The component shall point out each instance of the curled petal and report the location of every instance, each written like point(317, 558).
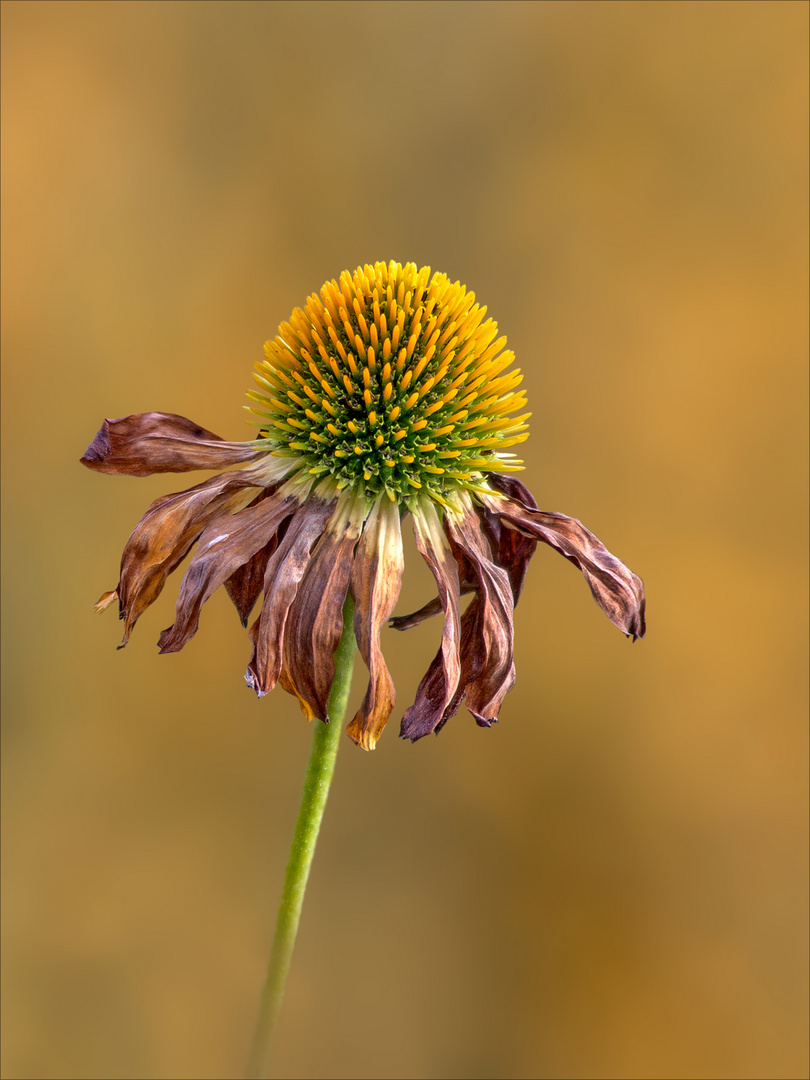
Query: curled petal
point(164, 535)
point(616, 589)
point(437, 689)
point(282, 578)
point(315, 620)
point(487, 672)
point(226, 544)
point(375, 585)
point(147, 443)
point(512, 549)
point(244, 584)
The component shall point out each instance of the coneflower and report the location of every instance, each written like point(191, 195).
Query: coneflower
point(389, 393)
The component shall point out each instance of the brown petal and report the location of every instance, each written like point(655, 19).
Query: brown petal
point(375, 584)
point(147, 443)
point(315, 620)
point(164, 535)
point(437, 688)
point(282, 578)
point(616, 589)
point(226, 544)
point(513, 550)
point(245, 583)
point(488, 672)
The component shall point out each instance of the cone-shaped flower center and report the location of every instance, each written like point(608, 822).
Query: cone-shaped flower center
point(391, 380)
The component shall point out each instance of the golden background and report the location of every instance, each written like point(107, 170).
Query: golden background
point(612, 881)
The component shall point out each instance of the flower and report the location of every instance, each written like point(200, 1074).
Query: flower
point(388, 393)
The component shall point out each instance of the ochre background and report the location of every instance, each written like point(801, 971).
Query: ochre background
point(612, 881)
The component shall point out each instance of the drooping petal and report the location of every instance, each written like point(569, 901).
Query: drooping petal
point(315, 619)
point(487, 667)
point(282, 578)
point(226, 544)
point(147, 443)
point(616, 589)
point(375, 585)
point(245, 583)
point(164, 535)
point(513, 551)
point(439, 686)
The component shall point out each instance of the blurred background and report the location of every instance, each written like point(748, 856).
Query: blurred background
point(612, 881)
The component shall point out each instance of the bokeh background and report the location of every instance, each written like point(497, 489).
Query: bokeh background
point(612, 882)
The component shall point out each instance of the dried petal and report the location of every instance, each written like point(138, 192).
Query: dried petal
point(488, 672)
point(282, 578)
point(513, 550)
point(226, 544)
point(245, 583)
point(439, 686)
point(164, 535)
point(616, 589)
point(147, 443)
point(375, 584)
point(315, 620)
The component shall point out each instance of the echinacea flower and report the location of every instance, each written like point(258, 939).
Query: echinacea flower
point(387, 394)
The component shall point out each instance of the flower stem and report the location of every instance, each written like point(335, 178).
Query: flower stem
point(315, 791)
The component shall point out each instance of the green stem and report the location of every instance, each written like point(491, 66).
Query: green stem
point(316, 783)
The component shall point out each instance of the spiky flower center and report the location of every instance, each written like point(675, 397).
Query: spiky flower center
point(391, 380)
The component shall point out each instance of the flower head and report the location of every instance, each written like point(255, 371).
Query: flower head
point(387, 394)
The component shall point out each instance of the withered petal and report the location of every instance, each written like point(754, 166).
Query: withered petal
point(487, 671)
point(616, 589)
point(226, 544)
point(282, 578)
point(147, 443)
point(164, 535)
point(375, 586)
point(426, 611)
point(437, 688)
point(245, 583)
point(513, 550)
point(315, 619)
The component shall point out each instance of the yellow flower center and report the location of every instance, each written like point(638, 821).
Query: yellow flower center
point(391, 380)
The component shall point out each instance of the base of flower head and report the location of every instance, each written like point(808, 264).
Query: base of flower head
point(302, 538)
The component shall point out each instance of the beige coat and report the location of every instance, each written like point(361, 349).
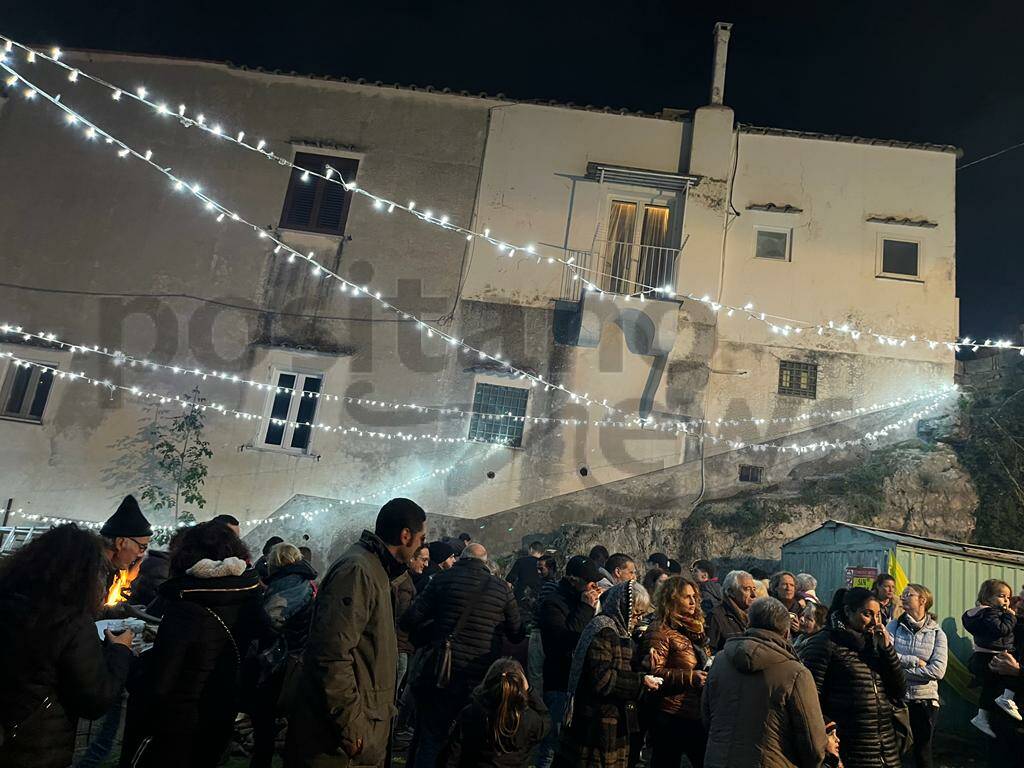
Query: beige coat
point(761, 707)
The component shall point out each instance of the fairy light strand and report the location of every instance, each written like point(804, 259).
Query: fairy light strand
point(783, 327)
point(121, 358)
point(223, 213)
point(242, 415)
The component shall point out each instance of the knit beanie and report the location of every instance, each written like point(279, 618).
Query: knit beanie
point(127, 521)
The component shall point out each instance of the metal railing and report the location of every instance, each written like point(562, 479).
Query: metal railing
point(628, 268)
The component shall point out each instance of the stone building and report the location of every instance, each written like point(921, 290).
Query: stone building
point(102, 251)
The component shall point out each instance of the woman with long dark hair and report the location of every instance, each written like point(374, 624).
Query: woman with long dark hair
point(56, 670)
point(858, 678)
point(182, 709)
point(603, 685)
point(677, 650)
point(501, 725)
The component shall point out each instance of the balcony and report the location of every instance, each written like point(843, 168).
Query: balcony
point(620, 267)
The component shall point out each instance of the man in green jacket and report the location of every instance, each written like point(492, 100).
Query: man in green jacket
point(760, 705)
point(344, 700)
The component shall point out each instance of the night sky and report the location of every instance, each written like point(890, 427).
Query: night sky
point(946, 73)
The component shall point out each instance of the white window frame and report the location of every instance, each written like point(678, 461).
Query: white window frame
point(880, 249)
point(786, 230)
point(499, 381)
point(629, 195)
point(293, 409)
point(55, 358)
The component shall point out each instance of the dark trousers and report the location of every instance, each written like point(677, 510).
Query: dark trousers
point(923, 726)
point(671, 737)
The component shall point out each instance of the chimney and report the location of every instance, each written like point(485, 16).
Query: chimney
point(722, 32)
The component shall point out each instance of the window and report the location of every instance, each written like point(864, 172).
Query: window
point(899, 257)
point(498, 414)
point(316, 205)
point(289, 408)
point(772, 244)
point(800, 379)
point(26, 389)
point(637, 251)
point(750, 473)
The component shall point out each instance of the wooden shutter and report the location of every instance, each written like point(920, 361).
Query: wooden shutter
point(317, 205)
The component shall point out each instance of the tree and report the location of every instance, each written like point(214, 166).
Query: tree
point(181, 461)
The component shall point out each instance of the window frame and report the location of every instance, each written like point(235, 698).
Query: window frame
point(786, 230)
point(475, 420)
point(35, 373)
point(880, 258)
point(759, 472)
point(317, 199)
point(811, 392)
point(671, 201)
point(295, 402)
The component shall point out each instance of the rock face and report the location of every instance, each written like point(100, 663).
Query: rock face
point(912, 487)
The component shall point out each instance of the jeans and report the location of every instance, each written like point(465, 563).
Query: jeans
point(101, 743)
point(556, 701)
point(671, 737)
point(923, 727)
point(436, 710)
point(400, 678)
point(535, 662)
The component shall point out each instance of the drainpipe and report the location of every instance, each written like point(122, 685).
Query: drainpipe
point(722, 32)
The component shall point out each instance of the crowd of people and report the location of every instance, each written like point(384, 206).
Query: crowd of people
point(428, 649)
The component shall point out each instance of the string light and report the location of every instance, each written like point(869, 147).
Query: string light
point(184, 402)
point(305, 515)
point(798, 327)
point(213, 205)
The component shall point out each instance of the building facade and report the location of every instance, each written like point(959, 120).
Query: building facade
point(598, 208)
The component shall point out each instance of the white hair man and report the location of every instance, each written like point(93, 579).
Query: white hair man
point(758, 679)
point(728, 619)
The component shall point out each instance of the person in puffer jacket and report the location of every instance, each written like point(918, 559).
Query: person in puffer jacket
point(181, 708)
point(760, 704)
point(858, 677)
point(492, 617)
point(922, 649)
point(56, 669)
point(288, 606)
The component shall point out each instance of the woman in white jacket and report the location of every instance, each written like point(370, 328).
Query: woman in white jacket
point(923, 650)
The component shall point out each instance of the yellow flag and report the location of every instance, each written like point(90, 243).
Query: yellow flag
point(897, 572)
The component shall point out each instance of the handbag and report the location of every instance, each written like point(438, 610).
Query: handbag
point(442, 663)
point(901, 726)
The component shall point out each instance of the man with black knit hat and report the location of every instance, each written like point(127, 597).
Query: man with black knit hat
point(562, 616)
point(342, 709)
point(126, 535)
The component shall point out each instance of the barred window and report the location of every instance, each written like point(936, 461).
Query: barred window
point(800, 379)
point(498, 414)
point(751, 473)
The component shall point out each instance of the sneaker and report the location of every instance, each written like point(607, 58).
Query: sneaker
point(980, 722)
point(1009, 707)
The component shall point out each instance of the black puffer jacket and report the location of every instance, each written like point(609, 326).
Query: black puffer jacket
point(561, 616)
point(81, 675)
point(495, 617)
point(186, 697)
point(857, 679)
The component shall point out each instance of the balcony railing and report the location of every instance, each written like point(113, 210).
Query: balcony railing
point(629, 268)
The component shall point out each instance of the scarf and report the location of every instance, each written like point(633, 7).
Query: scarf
point(733, 606)
point(616, 609)
point(693, 628)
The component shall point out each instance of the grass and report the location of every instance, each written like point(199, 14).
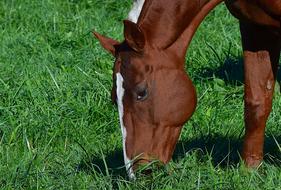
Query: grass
point(59, 130)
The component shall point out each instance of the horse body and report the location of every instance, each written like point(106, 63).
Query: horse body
point(155, 96)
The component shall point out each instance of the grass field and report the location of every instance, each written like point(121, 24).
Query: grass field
point(59, 130)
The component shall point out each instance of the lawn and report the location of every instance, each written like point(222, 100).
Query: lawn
point(59, 129)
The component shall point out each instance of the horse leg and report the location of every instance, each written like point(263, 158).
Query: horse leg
point(261, 46)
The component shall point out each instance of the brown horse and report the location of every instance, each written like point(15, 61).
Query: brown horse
point(155, 96)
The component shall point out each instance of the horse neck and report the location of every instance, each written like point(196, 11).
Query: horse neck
point(163, 21)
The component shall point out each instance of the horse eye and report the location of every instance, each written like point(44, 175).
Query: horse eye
point(141, 93)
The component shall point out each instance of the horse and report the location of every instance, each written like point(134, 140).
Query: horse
point(154, 94)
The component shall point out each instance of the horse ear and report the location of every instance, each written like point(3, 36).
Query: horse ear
point(134, 36)
point(107, 43)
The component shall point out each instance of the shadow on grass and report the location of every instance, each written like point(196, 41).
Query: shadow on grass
point(224, 152)
point(231, 72)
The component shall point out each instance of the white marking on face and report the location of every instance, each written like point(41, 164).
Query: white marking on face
point(120, 94)
point(136, 10)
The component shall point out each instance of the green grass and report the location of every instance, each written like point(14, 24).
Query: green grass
point(59, 130)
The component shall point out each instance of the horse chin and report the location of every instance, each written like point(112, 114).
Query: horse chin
point(151, 155)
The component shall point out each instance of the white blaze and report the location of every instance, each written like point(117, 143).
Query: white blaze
point(120, 94)
point(136, 10)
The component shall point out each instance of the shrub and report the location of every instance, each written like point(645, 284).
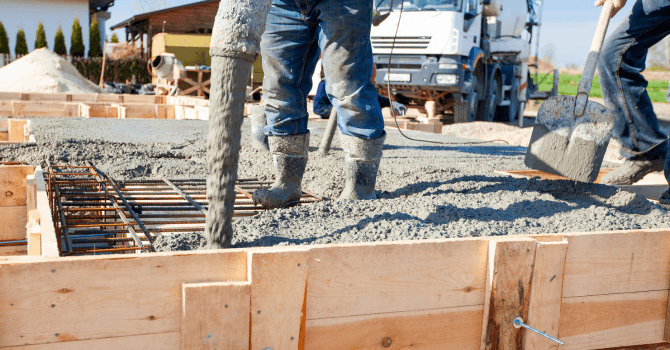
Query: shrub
point(116, 71)
point(41, 40)
point(4, 40)
point(21, 47)
point(77, 48)
point(94, 40)
point(59, 44)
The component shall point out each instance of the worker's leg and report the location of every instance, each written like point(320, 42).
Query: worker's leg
point(344, 37)
point(624, 89)
point(290, 52)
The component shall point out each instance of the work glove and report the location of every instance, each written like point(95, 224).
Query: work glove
point(616, 5)
point(399, 108)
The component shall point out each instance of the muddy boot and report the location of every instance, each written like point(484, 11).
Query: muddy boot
point(361, 165)
point(289, 154)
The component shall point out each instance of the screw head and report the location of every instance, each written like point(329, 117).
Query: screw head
point(386, 342)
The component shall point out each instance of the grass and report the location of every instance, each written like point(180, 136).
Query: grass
point(567, 85)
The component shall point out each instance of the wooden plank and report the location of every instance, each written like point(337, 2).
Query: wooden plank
point(371, 278)
point(510, 268)
point(14, 220)
point(16, 129)
point(13, 184)
point(31, 193)
point(34, 233)
point(216, 316)
point(544, 308)
point(617, 262)
point(159, 341)
point(277, 298)
point(658, 346)
point(441, 329)
point(92, 297)
point(48, 232)
point(602, 321)
point(14, 250)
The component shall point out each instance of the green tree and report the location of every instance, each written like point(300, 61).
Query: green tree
point(21, 47)
point(59, 44)
point(4, 40)
point(41, 40)
point(94, 40)
point(77, 48)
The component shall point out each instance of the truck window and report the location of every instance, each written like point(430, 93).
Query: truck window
point(421, 5)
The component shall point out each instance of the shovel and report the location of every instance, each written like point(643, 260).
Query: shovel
point(571, 134)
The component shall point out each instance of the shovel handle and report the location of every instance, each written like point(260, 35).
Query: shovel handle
point(584, 88)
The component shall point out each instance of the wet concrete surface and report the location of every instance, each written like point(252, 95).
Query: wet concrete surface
point(424, 190)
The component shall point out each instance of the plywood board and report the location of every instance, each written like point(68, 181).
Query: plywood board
point(13, 184)
point(605, 321)
point(509, 273)
point(81, 298)
point(216, 316)
point(14, 220)
point(159, 341)
point(363, 279)
point(608, 263)
point(277, 298)
point(544, 309)
point(441, 329)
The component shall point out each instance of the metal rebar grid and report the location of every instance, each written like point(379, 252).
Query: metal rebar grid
point(95, 214)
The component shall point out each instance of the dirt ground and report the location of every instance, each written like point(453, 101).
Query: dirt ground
point(425, 190)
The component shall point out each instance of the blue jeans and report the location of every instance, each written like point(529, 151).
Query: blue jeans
point(625, 89)
point(295, 33)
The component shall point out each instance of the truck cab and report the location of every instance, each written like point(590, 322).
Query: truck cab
point(468, 57)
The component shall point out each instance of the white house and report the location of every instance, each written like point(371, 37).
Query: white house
point(26, 15)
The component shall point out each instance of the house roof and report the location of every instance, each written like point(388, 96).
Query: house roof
point(149, 14)
point(100, 5)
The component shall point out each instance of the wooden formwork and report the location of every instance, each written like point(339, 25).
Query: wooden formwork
point(591, 290)
point(103, 106)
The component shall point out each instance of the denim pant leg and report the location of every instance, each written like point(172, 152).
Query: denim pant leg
point(344, 38)
point(624, 88)
point(290, 52)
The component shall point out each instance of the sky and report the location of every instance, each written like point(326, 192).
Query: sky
point(568, 25)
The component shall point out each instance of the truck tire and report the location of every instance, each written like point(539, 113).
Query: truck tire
point(464, 111)
point(489, 106)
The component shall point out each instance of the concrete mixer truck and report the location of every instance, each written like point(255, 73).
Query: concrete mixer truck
point(469, 57)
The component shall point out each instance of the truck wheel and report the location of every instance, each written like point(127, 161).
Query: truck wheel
point(465, 111)
point(490, 104)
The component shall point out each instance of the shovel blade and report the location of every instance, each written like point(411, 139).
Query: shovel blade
point(567, 145)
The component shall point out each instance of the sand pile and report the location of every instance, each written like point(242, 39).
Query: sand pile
point(513, 135)
point(43, 71)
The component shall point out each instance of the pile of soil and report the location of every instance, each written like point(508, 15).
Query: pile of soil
point(43, 71)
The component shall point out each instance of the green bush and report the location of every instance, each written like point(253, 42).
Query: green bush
point(116, 71)
point(21, 47)
point(77, 48)
point(4, 40)
point(94, 40)
point(41, 40)
point(59, 44)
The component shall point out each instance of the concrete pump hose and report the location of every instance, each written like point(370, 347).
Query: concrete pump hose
point(234, 47)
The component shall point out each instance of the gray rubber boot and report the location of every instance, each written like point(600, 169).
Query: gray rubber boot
point(289, 154)
point(361, 166)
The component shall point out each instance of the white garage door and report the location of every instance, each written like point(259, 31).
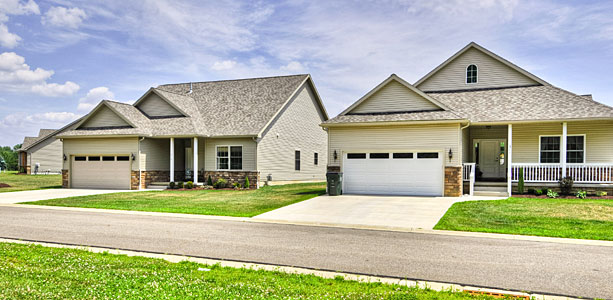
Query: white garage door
point(393, 173)
point(101, 172)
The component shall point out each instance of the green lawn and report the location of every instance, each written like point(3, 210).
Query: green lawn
point(567, 218)
point(36, 272)
point(245, 203)
point(29, 182)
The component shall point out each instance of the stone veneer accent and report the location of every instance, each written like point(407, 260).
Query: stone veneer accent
point(232, 177)
point(453, 181)
point(65, 181)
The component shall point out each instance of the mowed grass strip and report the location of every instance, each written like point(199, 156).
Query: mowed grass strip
point(36, 272)
point(29, 182)
point(242, 203)
point(566, 218)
━━━━━━━━━━━━━━━━
- **EXERCISE AIM**:
Reproduce word for word the lines from the very first one up to and including the line with "point(244, 584)". Leave the pictures out of your answer.

- **OUTPUT BELOW**:
The component shall point out each instance of the curled petal and report the location of every instance, each written like point(317, 558).
Query: curled petal
point(164, 535)
point(616, 589)
point(437, 689)
point(282, 578)
point(315, 620)
point(487, 672)
point(226, 544)
point(375, 585)
point(147, 443)
point(512, 549)
point(244, 584)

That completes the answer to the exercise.